WORK REQUEST:
Everything from the line with "Check that one keypoint sits on every instance of the power" to the final line of the records should be reproduced word for word, with both of those lines kept.

RECORDS:
○ ○ ○
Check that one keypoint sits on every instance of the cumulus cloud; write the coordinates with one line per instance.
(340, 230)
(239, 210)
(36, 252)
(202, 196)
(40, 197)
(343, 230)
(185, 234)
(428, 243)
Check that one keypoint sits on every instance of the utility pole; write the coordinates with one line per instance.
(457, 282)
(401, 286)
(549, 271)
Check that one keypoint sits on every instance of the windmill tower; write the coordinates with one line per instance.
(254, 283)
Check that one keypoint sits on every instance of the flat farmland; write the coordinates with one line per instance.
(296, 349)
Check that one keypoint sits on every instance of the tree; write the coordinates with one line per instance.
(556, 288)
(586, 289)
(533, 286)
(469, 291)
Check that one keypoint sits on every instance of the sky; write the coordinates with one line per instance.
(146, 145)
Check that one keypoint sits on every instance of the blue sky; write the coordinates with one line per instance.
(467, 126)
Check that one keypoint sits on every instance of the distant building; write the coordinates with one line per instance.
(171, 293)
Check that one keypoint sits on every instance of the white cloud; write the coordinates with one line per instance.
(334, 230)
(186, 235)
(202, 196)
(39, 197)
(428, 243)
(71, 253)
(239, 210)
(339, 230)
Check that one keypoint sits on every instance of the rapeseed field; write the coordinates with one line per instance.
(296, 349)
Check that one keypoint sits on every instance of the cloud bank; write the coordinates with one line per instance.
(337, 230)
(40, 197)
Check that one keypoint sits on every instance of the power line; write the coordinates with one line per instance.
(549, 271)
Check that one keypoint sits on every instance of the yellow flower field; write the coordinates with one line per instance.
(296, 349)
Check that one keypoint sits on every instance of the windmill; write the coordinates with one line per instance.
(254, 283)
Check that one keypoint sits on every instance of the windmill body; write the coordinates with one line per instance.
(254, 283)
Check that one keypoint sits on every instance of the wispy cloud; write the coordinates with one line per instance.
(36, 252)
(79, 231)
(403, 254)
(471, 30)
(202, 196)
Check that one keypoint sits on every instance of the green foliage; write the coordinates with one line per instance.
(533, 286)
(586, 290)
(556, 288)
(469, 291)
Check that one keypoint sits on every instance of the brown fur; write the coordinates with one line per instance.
○ ○ ○
EXERCISE OUTPUT:
Check that one keypoint sits on every instance of the power line; write the coordinates with one line per instance.
(549, 271)
Check that one keypoint sits on every instance of the yellow flower field; write the coordinates with one line per instance.
(296, 349)
Check that one keypoint sits on every instance of the windmill; write the coordinates with one line per instance.
(254, 283)
Check that one keypoint sits on every instance of the windmill body; write the coordinates with one line per instance.
(254, 283)
Check that one keypoint sits on every instance of the wispy cloud; write the coordinates with one line per instance.
(36, 252)
(79, 231)
(403, 254)
(471, 30)
(202, 196)
Check that one keypoint sits on every instance of the green foliage; write the coordinates with one line per instance.
(533, 286)
(586, 290)
(556, 288)
(469, 291)
Check that one keypoint sits on every instance of the brown fur; write the coordinates with one line per instance.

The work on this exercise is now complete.